Voici ce qui faisait la différence. La guerre de 1939 avait un sens pour l’esprit, il y allait de la liberté, de la sauvegarde d’un bien moral; et combattre pour un sens rend l’homme ferme et résolu. À l’inverse, la guerre de 1914 ignorait les réalités, elle était encore au service d’une illusion, le rêve d’un monde meilleur, juste et pacifique. Mais c’est l’illusion et non le savoir qui rend heureux. C’est pourquoi les victimes d’alors allaient à l’abattoir en pleine ivresse, poussant des cris d’allégresse, couronnées de fleurs, des feuilles de chêne sur le casque, et les rues vibraient et s’illuminaient comme pour une fête.

La fin de la guerre, pourtant, ne marque pas le retour à l’insouciance, quelque-chose s’est brisé dans le monde d’avant et il y a une continuité dans la folie qui se manifeste pendant les épisodes d’hyperinflation, la violence naissante et montante du Nazisme. Si l’entre-deux guerre est un moment d’explosion de la créativité artistique, elle est aussi celui d’un retournement complet des valeurs bourgeoises qui caractérisaient le monde austro-hongrois. Ce retournement se continue dans la montée du Nazisme, de ses violences, et de l’explosion de la 2e guerre mondiale.
-.-.-
CONSIGNE ÉCRITE 1:
Recopiez mot pour mot les lignes des entrées, en partant de la ligne qui contient « ocean in the photo above. » et en allant jusqu'à la dernière ligne des entrées, les deux incluses.

(Extraits d'un jeu de données de pointage)
-.-.-
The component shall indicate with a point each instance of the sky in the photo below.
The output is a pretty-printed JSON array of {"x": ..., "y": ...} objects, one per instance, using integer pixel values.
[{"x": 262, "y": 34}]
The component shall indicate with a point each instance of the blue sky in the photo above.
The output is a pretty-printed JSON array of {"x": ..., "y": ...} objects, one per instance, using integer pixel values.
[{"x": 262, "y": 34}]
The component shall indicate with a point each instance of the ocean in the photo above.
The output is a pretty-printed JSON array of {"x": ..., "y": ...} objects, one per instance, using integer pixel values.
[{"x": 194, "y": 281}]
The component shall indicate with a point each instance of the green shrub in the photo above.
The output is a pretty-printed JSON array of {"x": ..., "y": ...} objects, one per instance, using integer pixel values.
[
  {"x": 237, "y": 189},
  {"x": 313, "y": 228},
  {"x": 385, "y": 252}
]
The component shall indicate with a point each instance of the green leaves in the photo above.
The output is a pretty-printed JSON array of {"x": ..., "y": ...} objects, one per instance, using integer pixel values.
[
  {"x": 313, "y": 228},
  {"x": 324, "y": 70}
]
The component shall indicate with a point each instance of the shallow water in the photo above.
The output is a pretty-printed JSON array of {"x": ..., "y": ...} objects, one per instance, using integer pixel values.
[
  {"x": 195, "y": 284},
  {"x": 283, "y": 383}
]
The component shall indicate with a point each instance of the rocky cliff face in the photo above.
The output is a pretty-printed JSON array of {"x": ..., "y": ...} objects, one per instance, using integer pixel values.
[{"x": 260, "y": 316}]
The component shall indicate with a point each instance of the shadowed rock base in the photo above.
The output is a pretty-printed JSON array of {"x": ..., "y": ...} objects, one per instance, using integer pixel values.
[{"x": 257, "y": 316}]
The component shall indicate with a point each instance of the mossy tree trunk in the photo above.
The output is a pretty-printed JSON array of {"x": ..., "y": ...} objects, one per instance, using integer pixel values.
-.-.-
CONSIGNE ÉCRITE 2:
Répondez brièvement d'après le texte sur les deux guerres.
(a) De quoi s'agissait-il dans la guerre de 1939 ?
(b) Qu'est-ce que les victimes de 1914 portaient sur le casque ?
(c) Quelles valeurs l'entre-deux-guerres a-t-il vu se retourner complètement ?

RÉPONSE ATTENDUE 1:
The component shall indicate with a point each instance of the ocean in the photo above.
The output is a pretty-printed JSON array of {"x": ..., "y": ...} objects, one per instance, using integer pixel values.
[{"x": 194, "y": 281}]
The component shall indicate with a point each instance of the green shrub in the photo above.
The output is a pretty-printed JSON array of {"x": ..., "y": ...} objects, one per instance, using integer pixel values.
[
  {"x": 237, "y": 189},
  {"x": 313, "y": 228},
  {"x": 385, "y": 252}
]
The component shall indicate with a point each instance of the green leaves in the photo above.
The output is a pretty-printed JSON array of {"x": ..., "y": ...} objects, one per instance, using integer pixel values.
[
  {"x": 313, "y": 228},
  {"x": 324, "y": 70}
]
The component shall indicate with a point each instance of the shallow water in the photo above.
The output is a pretty-printed JSON array of {"x": ..., "y": ...} objects, one per instance, using integer pixel values.
[
  {"x": 195, "y": 284},
  {"x": 283, "y": 383}
]
The component shall indicate with a point each instance of the rocky cliff face in the photo above.
The output is a pretty-printed JSON array of {"x": ..., "y": ...} objects, one per instance, using integer pixel values.
[{"x": 260, "y": 316}]
The component shall indicate with a point each instance of the shadowed rock base in the photo above.
The output is a pretty-printed JSON array of {"x": ..., "y": ...} objects, one per instance, using integer pixel values.
[{"x": 257, "y": 316}]
The component shall indicate with a point each instance of the mossy tree trunk in the photo above.
The output is a pretty-printed JSON array of {"x": ..., "y": ...} objects, one per instance, using integer pixel values.

RÉPONSE ATTENDUE 2:
(a) De la liberté et de la sauvegarde d'un bien moral.
(b) Des feuilles de chêne.
(c) Les valeurs bourgeoises qui caractérisaient le monde austro-hongrois.